The expected answer is the set of lines in the data below between the line holding "Target: groom's black suit jacket" and the line holding "[(993, 486), (759, 610), (879, 55), (84, 682)]", inclusive, written out exactly.
[Records supplied Boundary: Start]
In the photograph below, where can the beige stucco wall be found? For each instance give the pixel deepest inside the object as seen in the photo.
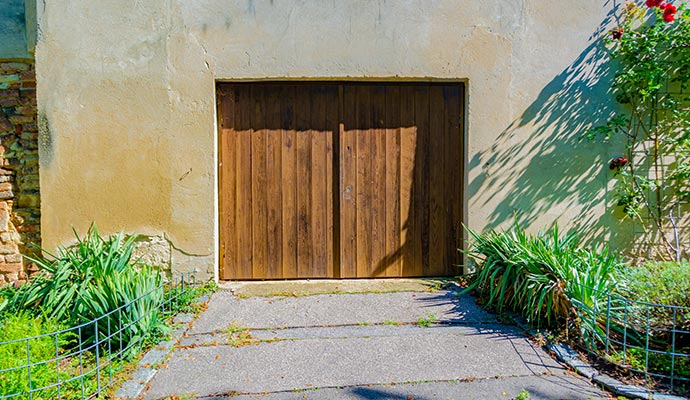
(126, 102)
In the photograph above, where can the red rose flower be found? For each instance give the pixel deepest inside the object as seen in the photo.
(669, 17)
(669, 13)
(618, 162)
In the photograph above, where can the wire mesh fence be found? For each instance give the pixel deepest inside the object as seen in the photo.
(649, 339)
(83, 361)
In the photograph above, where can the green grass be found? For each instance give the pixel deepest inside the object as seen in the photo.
(659, 283)
(427, 320)
(79, 285)
(546, 277)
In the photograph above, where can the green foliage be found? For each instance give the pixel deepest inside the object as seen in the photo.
(427, 320)
(42, 350)
(90, 279)
(523, 395)
(665, 283)
(546, 277)
(657, 362)
(652, 57)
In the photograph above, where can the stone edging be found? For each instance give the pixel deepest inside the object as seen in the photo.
(146, 369)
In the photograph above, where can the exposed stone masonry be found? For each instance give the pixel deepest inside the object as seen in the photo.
(20, 208)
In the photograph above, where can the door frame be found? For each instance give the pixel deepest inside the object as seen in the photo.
(464, 140)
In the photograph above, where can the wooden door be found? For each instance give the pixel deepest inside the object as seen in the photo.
(334, 180)
(276, 174)
(400, 164)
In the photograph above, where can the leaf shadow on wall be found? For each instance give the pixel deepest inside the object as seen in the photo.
(553, 175)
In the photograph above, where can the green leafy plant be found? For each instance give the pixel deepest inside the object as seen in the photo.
(664, 283)
(650, 49)
(427, 320)
(546, 277)
(87, 281)
(42, 352)
(523, 395)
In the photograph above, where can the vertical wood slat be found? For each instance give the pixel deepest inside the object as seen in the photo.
(437, 201)
(274, 221)
(348, 189)
(393, 128)
(243, 170)
(259, 192)
(455, 118)
(408, 213)
(421, 180)
(304, 229)
(228, 204)
(319, 192)
(377, 234)
(289, 181)
(364, 177)
(399, 155)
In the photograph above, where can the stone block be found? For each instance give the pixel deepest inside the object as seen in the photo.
(30, 130)
(11, 270)
(13, 258)
(28, 92)
(5, 125)
(29, 75)
(21, 119)
(9, 94)
(8, 248)
(4, 220)
(6, 194)
(9, 78)
(14, 66)
(10, 102)
(29, 200)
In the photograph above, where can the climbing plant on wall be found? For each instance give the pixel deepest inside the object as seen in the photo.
(650, 50)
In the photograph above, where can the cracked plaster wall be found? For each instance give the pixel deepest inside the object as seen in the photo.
(127, 88)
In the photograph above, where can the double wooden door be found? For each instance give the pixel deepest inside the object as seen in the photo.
(340, 180)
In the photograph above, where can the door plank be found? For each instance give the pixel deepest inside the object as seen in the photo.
(421, 180)
(348, 187)
(228, 205)
(304, 183)
(364, 180)
(244, 183)
(319, 194)
(454, 118)
(289, 181)
(259, 193)
(379, 262)
(437, 200)
(274, 221)
(393, 244)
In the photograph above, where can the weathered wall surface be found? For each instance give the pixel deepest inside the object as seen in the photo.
(126, 91)
(19, 182)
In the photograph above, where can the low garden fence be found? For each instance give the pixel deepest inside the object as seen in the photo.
(649, 339)
(84, 360)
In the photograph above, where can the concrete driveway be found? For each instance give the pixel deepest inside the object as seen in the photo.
(401, 345)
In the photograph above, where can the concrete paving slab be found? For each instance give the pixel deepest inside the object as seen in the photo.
(355, 346)
(384, 330)
(344, 309)
(539, 388)
(310, 287)
(284, 365)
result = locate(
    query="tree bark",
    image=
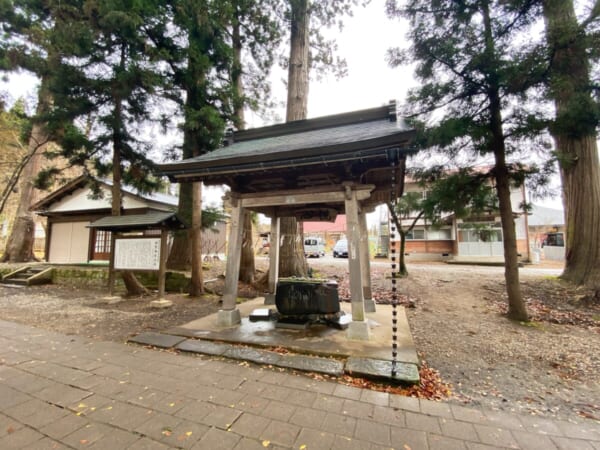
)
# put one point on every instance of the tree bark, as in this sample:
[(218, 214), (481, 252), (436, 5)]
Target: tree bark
[(516, 305), (575, 138), (247, 263), (180, 256), (292, 261), (197, 282), (299, 63), (19, 246), (132, 285)]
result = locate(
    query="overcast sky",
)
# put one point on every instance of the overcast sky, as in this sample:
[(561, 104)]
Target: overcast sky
[(370, 82)]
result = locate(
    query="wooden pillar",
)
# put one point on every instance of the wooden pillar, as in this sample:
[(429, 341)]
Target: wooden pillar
[(358, 329), (111, 265), (229, 315), (273, 260), (365, 262), (162, 266)]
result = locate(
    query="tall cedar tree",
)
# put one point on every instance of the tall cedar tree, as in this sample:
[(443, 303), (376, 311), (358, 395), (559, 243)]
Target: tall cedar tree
[(473, 80), (203, 79), (111, 77), (255, 37), (29, 41), (572, 47), (309, 51)]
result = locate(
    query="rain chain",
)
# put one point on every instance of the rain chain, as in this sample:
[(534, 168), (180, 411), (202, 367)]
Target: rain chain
[(393, 202)]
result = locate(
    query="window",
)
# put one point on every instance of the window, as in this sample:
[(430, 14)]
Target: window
[(415, 234), (102, 244), (443, 234)]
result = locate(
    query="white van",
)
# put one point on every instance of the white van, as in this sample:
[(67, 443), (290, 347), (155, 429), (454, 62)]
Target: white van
[(314, 247)]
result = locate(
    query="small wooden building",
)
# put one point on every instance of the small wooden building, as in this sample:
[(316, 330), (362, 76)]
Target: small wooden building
[(70, 209)]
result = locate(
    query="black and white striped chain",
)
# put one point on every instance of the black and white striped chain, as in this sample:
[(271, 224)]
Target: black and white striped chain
[(393, 203)]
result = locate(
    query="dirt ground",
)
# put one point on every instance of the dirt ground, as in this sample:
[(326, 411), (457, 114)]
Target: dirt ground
[(549, 367)]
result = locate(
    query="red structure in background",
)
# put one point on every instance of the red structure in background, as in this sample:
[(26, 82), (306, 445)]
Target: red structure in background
[(330, 232)]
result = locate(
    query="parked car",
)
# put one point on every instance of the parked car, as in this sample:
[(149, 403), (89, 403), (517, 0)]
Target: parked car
[(314, 247), (340, 249)]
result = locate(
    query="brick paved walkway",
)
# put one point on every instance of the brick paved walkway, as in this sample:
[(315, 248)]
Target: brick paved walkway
[(60, 392)]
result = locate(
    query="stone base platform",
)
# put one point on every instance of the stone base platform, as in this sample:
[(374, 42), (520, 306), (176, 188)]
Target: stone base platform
[(318, 348)]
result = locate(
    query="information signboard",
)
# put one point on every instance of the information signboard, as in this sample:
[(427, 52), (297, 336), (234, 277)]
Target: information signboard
[(137, 254)]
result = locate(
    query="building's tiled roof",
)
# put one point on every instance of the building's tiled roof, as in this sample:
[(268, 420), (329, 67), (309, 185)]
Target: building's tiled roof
[(132, 222), (330, 138)]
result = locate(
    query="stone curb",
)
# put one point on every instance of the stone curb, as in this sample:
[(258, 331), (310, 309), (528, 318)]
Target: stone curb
[(366, 367)]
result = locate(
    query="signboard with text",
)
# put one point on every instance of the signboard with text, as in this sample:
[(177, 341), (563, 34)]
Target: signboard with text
[(137, 254)]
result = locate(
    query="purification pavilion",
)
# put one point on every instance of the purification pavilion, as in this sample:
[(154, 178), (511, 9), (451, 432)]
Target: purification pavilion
[(310, 169)]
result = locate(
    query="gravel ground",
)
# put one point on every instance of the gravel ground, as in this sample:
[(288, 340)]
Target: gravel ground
[(549, 367)]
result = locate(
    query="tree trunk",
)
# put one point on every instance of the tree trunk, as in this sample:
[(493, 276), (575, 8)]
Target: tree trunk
[(292, 261), (516, 305), (19, 246), (180, 256), (575, 137), (247, 263), (197, 283), (132, 285), (299, 63)]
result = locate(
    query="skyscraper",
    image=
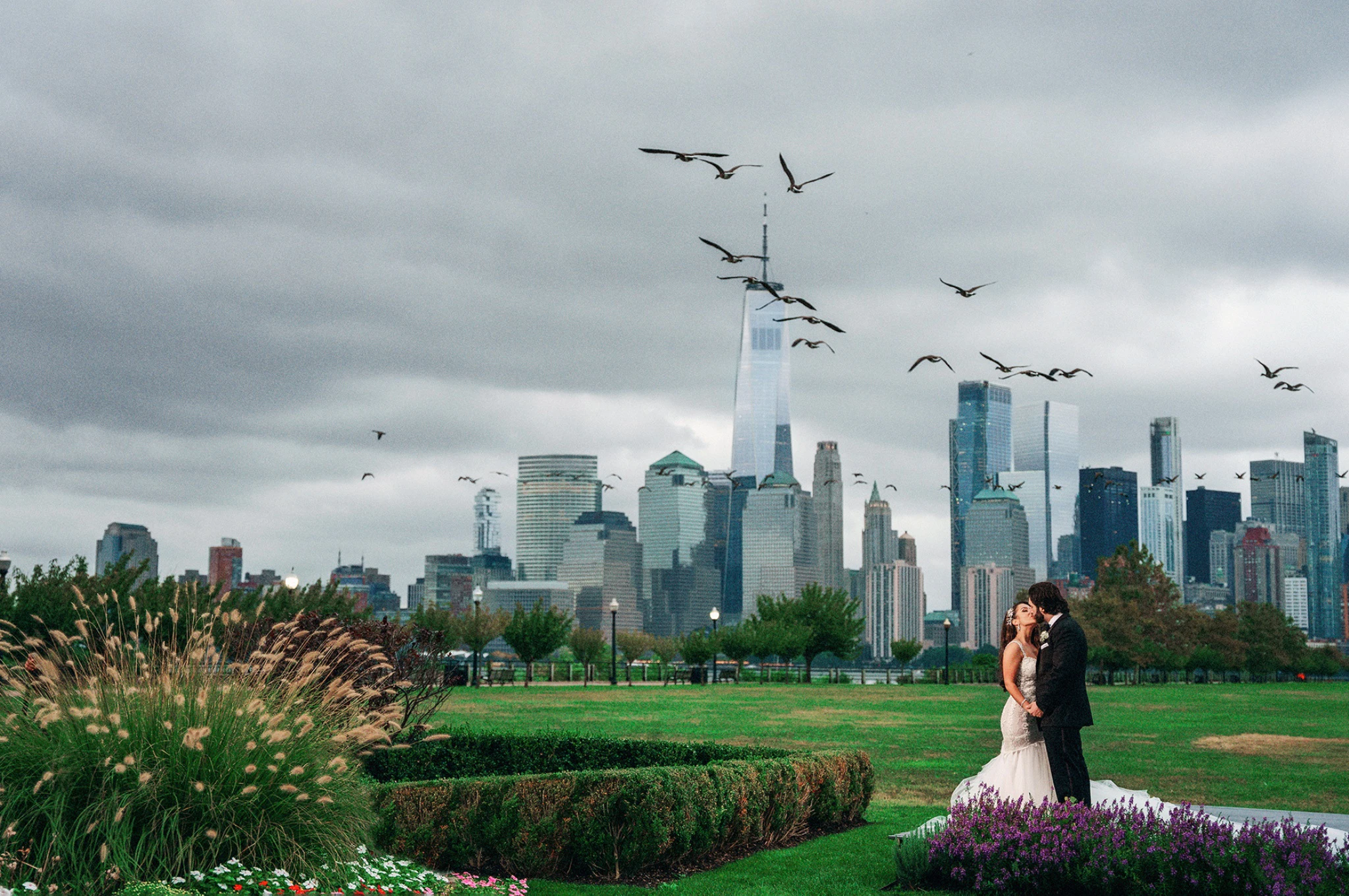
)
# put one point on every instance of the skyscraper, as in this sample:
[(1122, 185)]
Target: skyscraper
[(779, 539), (827, 498), (761, 441), (487, 521), (1277, 495), (1158, 527), (979, 449), (127, 538), (1207, 512), (1108, 512), (226, 565), (679, 565), (602, 561), (1045, 446), (1321, 499), (1165, 441), (551, 492)]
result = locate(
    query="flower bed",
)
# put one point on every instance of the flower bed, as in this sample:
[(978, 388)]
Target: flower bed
[(617, 822), (1023, 848)]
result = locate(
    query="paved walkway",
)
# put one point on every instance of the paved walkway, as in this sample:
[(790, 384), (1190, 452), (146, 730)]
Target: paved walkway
[(1238, 814)]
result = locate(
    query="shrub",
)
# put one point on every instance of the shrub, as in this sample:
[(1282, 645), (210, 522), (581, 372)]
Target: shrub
[(610, 824), (475, 754), (1026, 848), (132, 755)]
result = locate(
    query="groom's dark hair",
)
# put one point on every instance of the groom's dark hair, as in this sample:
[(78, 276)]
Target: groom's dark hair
[(1049, 598)]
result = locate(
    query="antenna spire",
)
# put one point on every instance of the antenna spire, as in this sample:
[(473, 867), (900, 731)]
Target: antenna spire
[(764, 252)]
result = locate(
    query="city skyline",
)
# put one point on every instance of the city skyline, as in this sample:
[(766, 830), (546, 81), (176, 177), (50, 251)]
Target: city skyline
[(331, 259)]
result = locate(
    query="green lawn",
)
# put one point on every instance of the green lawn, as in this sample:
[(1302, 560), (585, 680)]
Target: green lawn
[(924, 739)]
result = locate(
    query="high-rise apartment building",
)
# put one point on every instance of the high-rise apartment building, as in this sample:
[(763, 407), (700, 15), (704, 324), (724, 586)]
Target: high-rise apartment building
[(1277, 489), (1158, 527), (979, 442), (602, 562), (779, 533), (127, 538), (1321, 499), (827, 499), (487, 521), (761, 437), (1045, 456), (895, 607), (1165, 441), (551, 492), (680, 574), (1206, 512), (1108, 512), (226, 565)]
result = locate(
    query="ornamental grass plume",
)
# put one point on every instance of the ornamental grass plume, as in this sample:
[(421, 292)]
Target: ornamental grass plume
[(136, 751)]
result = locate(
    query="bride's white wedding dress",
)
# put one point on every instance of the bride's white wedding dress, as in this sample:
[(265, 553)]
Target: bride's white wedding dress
[(1022, 768)]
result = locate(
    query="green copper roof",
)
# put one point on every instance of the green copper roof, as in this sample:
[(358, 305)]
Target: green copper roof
[(676, 458)]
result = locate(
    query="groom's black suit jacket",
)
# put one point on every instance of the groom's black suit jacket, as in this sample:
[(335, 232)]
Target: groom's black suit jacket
[(1060, 687)]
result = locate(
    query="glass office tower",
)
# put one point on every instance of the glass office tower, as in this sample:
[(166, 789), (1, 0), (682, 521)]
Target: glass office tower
[(979, 449)]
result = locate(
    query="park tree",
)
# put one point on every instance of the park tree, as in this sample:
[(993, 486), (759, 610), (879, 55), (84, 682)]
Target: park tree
[(831, 618), (699, 647), (633, 646), (738, 643), (587, 646), (904, 651), (665, 650), (535, 633)]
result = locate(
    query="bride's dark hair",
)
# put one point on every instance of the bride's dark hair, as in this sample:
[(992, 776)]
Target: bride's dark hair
[(1008, 637)]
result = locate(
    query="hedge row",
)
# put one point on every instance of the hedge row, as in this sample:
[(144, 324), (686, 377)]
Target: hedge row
[(620, 822), (467, 754)]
[Records supplied Boundary: End]
Reply to the task
Target: groom's black suit jacket
[(1060, 687)]
result = locate(
    query="glass office tower",
)
# put one point on every instance of the glass office tower, as in this sample:
[(166, 789), (1, 0), (682, 521)]
Target: glass office tower
[(979, 449)]
result = locate(
    query="park tree",
)
# put one point on every instance of the park tree, as in this sample:
[(993, 486), (759, 610), (879, 55), (84, 682)]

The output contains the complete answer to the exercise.